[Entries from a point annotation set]
-*-
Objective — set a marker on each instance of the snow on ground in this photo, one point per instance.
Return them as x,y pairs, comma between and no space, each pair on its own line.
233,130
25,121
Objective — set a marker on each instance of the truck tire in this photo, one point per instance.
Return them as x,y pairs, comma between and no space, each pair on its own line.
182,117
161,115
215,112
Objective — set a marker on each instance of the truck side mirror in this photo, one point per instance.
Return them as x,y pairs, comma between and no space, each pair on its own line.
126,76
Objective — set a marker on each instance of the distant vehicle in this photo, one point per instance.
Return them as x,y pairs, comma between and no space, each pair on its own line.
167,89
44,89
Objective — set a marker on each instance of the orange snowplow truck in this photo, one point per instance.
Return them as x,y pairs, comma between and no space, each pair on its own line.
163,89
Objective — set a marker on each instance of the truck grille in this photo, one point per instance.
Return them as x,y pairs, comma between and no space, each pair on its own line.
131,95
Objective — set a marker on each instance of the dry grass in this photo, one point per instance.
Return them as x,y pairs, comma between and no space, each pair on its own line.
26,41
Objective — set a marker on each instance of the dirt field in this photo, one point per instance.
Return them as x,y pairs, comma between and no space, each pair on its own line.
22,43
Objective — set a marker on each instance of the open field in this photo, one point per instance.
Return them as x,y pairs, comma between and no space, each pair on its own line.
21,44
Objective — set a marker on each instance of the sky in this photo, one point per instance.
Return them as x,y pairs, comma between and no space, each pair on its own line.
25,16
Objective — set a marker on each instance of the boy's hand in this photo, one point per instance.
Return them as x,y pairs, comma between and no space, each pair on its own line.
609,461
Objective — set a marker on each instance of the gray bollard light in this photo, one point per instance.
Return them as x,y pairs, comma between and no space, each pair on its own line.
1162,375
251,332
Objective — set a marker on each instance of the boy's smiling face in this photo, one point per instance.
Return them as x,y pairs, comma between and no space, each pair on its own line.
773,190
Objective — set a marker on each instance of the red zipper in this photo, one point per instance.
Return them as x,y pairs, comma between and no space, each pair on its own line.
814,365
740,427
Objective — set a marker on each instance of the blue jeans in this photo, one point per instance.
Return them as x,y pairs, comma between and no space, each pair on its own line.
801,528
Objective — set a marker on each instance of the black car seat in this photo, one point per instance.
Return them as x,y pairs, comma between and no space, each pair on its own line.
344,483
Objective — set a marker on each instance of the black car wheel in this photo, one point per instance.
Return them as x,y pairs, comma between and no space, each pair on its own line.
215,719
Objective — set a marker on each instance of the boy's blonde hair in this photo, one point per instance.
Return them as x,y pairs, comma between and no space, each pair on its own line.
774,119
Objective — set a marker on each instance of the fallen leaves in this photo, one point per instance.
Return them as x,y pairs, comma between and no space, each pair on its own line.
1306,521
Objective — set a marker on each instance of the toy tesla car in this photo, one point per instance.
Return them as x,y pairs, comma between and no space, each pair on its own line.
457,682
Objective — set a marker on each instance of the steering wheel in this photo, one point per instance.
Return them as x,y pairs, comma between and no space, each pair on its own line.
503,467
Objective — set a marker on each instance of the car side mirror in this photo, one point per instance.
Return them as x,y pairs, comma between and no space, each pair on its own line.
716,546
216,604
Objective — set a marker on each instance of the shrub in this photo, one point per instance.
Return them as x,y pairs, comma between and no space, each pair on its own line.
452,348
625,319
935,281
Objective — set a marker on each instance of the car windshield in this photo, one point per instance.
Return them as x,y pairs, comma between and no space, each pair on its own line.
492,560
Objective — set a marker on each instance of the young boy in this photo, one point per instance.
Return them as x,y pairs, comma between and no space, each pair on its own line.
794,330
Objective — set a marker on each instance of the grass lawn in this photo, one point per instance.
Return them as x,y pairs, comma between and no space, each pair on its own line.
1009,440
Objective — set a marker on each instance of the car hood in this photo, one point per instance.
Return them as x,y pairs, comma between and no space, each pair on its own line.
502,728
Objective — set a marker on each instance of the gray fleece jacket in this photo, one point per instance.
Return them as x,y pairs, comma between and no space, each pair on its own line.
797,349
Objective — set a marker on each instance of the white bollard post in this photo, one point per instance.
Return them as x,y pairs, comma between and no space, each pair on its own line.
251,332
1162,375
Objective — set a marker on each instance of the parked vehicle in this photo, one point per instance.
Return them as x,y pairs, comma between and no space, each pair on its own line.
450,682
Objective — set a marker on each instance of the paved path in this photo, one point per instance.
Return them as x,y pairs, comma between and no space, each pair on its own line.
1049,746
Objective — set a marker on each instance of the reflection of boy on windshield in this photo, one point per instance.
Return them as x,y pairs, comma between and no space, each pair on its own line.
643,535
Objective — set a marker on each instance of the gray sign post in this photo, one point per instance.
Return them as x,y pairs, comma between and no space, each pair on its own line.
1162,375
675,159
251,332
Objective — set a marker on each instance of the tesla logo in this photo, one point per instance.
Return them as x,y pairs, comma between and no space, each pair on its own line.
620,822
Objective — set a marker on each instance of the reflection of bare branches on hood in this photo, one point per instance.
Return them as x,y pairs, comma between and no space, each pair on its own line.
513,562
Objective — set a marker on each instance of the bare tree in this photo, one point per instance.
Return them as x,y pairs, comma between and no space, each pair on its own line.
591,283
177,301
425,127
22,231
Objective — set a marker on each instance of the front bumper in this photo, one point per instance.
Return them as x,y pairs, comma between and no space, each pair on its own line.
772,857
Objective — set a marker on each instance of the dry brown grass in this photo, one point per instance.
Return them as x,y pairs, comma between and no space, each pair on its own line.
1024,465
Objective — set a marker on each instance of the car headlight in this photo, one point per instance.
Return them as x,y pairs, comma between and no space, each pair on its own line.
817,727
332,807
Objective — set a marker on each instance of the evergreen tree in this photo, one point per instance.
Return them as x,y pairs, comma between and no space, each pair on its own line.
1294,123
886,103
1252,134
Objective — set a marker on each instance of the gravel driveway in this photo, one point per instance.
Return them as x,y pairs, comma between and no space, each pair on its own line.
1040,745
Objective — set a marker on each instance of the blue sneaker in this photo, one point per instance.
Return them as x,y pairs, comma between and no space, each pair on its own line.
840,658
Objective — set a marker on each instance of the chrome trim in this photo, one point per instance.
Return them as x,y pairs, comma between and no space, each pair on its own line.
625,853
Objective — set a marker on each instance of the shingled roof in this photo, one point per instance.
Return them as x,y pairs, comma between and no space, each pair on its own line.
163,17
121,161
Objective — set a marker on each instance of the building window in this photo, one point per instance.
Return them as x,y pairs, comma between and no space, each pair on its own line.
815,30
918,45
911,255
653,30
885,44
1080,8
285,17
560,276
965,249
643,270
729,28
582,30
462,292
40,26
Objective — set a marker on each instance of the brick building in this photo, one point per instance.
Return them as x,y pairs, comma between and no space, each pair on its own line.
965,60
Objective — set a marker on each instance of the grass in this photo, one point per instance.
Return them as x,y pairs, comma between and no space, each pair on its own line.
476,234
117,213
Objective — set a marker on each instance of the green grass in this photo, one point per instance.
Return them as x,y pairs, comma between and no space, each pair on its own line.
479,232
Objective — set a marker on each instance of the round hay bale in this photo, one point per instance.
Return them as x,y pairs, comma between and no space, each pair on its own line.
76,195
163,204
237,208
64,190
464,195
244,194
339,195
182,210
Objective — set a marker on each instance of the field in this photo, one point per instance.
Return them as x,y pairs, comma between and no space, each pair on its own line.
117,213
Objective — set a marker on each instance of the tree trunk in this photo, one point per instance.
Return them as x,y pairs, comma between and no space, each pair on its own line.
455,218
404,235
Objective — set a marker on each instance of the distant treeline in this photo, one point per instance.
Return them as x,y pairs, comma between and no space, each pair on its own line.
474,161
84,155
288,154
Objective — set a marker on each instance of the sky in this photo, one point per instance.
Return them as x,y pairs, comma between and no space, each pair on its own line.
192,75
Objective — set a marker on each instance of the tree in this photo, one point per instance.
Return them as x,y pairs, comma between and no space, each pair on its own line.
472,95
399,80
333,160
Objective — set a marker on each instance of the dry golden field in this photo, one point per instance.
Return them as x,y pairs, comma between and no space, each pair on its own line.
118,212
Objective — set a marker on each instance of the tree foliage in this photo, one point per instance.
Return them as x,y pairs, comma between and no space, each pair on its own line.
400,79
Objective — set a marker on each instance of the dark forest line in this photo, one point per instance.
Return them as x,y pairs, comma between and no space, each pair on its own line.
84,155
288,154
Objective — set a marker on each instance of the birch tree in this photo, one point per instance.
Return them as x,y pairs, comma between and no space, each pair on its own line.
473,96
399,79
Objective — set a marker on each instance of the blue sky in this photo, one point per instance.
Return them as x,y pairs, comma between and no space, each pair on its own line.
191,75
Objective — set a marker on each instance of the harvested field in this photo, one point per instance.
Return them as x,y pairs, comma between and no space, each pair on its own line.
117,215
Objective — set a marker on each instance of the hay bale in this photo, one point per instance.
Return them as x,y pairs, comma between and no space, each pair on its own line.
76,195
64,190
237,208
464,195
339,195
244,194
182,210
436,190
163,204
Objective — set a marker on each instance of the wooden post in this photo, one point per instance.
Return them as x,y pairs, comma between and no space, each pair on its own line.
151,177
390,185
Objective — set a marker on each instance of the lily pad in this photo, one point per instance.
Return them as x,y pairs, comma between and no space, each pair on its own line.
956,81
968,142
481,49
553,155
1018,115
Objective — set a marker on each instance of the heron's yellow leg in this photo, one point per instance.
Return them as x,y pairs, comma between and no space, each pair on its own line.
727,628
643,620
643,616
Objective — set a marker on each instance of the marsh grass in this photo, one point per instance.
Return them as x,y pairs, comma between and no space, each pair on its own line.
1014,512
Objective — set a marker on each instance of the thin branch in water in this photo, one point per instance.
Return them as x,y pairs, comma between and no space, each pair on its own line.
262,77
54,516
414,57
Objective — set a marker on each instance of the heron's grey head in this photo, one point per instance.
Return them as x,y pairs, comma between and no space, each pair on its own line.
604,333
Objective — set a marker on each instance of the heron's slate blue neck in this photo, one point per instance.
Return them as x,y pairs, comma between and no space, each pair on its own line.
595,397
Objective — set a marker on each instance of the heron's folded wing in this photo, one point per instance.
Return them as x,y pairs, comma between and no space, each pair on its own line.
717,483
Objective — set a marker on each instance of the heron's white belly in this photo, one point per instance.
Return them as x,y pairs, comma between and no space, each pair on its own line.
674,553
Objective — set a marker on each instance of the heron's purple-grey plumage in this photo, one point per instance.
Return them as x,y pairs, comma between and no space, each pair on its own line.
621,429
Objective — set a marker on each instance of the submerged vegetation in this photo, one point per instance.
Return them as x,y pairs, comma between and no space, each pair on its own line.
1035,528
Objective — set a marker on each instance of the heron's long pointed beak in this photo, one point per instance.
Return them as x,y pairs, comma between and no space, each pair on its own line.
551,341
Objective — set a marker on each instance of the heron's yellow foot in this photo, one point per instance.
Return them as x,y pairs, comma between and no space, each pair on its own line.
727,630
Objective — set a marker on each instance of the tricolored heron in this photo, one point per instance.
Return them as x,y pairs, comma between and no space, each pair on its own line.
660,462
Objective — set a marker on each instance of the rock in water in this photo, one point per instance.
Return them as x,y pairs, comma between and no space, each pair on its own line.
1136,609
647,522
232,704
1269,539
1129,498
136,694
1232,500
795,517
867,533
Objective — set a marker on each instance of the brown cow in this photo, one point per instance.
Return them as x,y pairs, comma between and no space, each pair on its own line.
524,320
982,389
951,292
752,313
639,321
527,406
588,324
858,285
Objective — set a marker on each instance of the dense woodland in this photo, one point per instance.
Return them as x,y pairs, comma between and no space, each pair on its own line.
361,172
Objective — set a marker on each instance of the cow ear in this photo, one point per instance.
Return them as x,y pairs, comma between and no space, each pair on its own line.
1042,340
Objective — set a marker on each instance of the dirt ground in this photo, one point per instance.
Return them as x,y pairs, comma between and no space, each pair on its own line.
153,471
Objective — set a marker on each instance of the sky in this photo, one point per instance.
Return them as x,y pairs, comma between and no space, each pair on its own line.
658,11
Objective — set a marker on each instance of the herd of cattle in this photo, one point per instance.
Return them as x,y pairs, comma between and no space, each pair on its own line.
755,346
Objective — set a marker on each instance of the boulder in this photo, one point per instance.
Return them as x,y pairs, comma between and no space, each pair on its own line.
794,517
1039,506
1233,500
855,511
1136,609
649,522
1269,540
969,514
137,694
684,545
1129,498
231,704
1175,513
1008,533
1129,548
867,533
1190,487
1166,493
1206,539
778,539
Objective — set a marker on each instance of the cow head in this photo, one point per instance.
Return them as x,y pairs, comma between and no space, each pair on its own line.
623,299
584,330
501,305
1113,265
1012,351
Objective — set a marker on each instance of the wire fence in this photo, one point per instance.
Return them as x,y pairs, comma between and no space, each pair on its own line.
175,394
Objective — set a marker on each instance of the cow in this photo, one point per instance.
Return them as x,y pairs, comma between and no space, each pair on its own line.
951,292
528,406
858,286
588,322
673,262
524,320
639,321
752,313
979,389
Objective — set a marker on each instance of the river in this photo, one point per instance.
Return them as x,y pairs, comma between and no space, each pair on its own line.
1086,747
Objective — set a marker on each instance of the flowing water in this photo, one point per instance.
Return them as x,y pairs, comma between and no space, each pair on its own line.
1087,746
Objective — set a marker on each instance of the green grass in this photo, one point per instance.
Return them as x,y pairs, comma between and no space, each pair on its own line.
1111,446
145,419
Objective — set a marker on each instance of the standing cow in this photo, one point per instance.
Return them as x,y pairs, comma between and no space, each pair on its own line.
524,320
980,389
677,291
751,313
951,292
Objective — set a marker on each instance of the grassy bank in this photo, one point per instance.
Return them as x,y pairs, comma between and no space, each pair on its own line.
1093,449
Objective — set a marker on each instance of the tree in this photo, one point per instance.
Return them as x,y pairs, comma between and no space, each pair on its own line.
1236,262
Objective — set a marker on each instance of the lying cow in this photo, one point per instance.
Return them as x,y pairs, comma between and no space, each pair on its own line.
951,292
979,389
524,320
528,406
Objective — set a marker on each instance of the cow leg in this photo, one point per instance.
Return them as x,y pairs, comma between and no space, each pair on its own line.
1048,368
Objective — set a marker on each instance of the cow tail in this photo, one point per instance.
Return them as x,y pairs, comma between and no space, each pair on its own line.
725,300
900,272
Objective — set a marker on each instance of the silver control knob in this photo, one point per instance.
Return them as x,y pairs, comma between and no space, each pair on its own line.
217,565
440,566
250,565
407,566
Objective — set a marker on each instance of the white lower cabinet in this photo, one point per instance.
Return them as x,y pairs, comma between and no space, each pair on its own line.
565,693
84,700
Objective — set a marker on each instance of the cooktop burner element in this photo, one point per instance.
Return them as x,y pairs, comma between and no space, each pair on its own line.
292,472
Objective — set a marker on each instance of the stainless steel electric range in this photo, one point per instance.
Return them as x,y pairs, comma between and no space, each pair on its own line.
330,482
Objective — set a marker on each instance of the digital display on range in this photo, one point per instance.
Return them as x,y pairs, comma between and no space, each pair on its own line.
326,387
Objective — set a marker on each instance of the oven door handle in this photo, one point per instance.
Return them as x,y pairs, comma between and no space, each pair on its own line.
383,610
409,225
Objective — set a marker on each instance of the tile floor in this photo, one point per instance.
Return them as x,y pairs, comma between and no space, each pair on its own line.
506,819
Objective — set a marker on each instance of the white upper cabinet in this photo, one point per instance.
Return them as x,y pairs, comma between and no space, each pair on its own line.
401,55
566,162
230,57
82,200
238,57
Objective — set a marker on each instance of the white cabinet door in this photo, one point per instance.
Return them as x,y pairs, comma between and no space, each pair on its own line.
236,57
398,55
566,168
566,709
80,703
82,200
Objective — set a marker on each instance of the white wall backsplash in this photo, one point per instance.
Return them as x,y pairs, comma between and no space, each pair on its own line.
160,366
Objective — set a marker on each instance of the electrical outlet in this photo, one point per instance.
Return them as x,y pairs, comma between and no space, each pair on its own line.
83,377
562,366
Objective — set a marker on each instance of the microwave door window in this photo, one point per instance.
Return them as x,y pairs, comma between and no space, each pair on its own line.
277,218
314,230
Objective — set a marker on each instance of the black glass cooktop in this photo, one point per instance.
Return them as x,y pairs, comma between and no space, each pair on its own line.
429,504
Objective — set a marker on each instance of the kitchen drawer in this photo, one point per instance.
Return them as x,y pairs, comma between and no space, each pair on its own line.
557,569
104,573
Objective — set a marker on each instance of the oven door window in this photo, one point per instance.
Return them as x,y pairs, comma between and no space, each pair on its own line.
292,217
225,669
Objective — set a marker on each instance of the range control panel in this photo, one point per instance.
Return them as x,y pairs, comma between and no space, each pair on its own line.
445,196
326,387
-*-
(Task brief): Quote verbatim the line containing "Objective — set a marker on each instance of the kitchen" and every line after it through the end of the records above.

(Result below):
Objective — set a marker on each instance of the kitchen drawer in this photo, one point per instance.
Return them as x,y pairs, comma between and no space, each pair on its own line.
557,569
104,573
Objective — set a marker on each instance of the oven door window in this photo, one point per instance.
Return them as x,y pairs, comma between and no space, each pair on its own line.
292,217
225,669
Objective — set a marker on each instance of the range control panel in this photo, one point per instance.
Return them as x,y pairs, comma between and no space, each pair on its own line.
445,196
326,387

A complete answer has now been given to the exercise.